* [Problem to work on]:
In the lines below, find the one that contains "Indicate the white cloud" and write it out exactly, along with every line that follows it.

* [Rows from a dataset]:
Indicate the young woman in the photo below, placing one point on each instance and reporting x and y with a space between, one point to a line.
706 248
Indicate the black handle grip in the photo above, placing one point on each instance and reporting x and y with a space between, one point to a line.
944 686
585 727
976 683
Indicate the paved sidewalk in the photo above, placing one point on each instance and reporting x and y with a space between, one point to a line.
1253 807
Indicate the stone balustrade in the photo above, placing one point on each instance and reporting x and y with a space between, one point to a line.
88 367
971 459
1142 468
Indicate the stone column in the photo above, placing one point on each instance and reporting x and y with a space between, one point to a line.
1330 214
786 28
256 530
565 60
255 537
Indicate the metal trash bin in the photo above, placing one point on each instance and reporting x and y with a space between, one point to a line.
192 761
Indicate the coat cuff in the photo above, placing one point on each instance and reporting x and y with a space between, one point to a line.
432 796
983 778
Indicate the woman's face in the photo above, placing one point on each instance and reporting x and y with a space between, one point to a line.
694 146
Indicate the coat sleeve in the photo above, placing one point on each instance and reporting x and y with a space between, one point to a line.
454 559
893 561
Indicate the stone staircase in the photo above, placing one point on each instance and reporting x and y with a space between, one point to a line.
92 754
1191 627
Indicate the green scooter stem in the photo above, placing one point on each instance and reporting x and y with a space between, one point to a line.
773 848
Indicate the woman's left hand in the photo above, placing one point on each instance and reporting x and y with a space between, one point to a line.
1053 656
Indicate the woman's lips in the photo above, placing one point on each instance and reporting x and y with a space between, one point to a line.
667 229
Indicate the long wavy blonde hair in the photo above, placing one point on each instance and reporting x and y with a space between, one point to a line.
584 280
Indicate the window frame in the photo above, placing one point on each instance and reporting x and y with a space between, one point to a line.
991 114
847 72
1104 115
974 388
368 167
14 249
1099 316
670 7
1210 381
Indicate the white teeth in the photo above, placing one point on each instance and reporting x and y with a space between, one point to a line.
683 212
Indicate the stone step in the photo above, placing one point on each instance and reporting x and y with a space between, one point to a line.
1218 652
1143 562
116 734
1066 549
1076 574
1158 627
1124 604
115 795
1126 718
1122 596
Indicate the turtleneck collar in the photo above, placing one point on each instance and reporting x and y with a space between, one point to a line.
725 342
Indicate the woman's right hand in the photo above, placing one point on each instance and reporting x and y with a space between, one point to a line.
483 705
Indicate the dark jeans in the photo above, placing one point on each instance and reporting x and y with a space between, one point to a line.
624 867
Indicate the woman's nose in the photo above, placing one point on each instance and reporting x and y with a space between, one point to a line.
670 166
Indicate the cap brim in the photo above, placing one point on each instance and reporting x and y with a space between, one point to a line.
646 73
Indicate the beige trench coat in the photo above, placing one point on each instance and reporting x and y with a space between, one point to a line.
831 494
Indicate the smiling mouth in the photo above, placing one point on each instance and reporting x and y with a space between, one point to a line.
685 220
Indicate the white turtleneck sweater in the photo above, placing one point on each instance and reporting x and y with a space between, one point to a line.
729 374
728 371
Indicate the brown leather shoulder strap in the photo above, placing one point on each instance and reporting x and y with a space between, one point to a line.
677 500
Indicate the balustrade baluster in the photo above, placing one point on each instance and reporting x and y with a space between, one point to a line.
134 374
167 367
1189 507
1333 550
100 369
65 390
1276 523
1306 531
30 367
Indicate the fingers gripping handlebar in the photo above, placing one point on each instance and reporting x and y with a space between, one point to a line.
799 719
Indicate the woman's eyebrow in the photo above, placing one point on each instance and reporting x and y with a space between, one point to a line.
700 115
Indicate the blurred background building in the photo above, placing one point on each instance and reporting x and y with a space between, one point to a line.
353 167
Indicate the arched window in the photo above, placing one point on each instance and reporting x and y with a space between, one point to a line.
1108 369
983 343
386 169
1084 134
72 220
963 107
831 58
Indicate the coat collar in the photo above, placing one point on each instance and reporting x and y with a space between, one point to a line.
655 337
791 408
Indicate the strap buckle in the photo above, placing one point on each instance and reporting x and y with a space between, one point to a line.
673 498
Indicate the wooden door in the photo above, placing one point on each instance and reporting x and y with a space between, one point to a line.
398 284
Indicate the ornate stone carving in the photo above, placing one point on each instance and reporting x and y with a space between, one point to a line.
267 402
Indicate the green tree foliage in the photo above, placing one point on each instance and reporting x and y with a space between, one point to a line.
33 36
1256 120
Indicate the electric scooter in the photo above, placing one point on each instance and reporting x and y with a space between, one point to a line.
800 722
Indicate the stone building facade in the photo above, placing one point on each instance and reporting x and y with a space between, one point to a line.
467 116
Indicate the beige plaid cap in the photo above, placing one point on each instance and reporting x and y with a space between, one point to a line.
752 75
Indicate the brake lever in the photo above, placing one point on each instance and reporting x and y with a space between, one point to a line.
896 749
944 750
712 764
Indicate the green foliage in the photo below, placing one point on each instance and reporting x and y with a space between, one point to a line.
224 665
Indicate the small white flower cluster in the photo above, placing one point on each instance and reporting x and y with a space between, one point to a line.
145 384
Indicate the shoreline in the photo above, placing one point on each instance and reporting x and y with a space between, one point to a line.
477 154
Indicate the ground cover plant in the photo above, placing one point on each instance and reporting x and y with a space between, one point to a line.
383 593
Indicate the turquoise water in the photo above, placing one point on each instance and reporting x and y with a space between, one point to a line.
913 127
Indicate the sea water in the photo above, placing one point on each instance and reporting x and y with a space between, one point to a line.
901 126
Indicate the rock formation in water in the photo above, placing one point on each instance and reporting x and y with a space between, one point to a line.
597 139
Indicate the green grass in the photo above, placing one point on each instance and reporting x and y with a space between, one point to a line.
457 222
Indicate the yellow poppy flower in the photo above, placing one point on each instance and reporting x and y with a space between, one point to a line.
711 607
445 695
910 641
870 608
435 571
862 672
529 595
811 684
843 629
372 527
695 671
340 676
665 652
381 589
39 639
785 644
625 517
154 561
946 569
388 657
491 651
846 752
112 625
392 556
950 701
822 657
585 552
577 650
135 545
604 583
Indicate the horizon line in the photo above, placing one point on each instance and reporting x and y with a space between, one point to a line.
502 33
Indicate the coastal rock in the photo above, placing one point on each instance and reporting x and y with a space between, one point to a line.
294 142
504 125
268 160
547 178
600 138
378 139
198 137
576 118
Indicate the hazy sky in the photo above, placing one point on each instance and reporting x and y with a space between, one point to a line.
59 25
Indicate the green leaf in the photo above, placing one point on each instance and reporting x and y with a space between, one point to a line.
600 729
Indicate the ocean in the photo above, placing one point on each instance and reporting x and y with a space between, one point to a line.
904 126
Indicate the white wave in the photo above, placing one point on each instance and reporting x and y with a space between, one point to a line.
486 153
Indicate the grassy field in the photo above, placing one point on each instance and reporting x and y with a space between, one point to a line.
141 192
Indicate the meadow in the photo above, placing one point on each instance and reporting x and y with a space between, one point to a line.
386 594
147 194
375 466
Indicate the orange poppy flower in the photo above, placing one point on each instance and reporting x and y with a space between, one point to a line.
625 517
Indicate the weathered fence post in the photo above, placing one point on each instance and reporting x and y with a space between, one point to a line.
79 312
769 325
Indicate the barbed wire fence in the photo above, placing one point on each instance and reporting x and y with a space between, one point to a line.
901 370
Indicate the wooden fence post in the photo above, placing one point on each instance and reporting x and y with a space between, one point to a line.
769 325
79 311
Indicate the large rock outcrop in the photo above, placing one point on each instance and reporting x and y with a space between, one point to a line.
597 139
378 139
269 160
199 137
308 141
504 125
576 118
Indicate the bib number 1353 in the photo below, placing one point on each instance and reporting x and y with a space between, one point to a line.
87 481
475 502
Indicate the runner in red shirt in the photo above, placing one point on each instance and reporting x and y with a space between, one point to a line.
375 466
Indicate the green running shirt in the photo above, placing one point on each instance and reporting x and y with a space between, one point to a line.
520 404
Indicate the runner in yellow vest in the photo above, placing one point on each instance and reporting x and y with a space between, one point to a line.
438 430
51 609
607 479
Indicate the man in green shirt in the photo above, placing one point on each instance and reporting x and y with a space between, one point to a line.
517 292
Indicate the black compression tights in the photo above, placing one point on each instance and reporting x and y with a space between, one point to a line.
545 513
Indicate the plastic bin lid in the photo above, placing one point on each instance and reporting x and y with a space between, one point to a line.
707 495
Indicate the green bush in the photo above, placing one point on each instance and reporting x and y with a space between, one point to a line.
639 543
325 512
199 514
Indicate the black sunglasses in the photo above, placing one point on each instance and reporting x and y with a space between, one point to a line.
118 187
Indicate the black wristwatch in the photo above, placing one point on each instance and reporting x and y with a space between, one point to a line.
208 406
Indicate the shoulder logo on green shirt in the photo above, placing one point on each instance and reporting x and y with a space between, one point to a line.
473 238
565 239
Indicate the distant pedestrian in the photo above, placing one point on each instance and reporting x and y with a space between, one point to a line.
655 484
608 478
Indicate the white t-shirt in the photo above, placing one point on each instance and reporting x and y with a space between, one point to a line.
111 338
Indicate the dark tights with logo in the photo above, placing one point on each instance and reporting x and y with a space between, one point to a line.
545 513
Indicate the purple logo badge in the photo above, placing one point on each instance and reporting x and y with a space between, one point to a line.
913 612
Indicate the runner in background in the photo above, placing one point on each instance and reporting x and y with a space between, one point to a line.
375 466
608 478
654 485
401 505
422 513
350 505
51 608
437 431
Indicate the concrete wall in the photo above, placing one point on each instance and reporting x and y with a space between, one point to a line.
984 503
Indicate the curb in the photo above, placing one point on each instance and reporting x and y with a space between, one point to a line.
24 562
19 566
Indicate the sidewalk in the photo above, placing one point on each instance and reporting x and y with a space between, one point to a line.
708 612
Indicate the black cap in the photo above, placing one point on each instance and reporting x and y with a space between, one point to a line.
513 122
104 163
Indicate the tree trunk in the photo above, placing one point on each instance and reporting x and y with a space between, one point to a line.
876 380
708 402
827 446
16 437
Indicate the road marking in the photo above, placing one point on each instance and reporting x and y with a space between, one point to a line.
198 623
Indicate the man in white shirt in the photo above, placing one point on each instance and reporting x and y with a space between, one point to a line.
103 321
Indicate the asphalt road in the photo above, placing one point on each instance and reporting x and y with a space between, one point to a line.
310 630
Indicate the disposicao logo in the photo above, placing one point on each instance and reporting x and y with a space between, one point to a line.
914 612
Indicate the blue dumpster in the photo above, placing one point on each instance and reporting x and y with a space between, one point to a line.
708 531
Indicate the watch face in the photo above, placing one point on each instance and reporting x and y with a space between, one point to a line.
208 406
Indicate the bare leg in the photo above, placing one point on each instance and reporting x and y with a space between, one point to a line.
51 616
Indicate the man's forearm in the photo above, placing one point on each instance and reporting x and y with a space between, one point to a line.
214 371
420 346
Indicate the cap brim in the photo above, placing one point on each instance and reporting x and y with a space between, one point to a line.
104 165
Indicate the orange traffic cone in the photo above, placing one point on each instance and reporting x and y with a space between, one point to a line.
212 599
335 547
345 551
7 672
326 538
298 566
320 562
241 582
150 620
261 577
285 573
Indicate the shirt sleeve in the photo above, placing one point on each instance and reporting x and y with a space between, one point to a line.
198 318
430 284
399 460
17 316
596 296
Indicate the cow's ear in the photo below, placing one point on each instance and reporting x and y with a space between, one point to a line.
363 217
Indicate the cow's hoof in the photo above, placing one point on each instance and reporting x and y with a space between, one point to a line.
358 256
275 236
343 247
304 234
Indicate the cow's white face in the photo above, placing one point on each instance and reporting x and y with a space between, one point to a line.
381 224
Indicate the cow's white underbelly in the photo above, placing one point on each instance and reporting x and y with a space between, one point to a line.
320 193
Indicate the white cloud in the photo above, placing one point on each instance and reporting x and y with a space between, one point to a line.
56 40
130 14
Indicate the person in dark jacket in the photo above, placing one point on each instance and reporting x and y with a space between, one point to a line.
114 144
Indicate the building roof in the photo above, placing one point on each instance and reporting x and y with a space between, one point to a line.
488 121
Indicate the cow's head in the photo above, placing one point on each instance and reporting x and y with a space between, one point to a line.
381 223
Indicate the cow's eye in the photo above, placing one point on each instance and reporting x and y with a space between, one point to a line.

* [Written solution]:
Indicate the white cloud in the photo above, placing one point on each instance and reporting x and y with a space between, one point to a line.
56 40
130 14
Indicate the person in dark jacket in the photo above, placing one point on each instance and reporting x and y with a space between, one point to a line.
114 144
Indicate the building roof in the photo above, placing one point on each instance and reporting x and y with a space between, one point to a line.
488 121
Indicate the cow's head in the photo above, placing one point on each instance and reporting x and y with a space between, one point to a line.
381 223
Indicate the cow's eye in the photo above, placing one point on each instance and reporting x and y with a space between, one point to a line.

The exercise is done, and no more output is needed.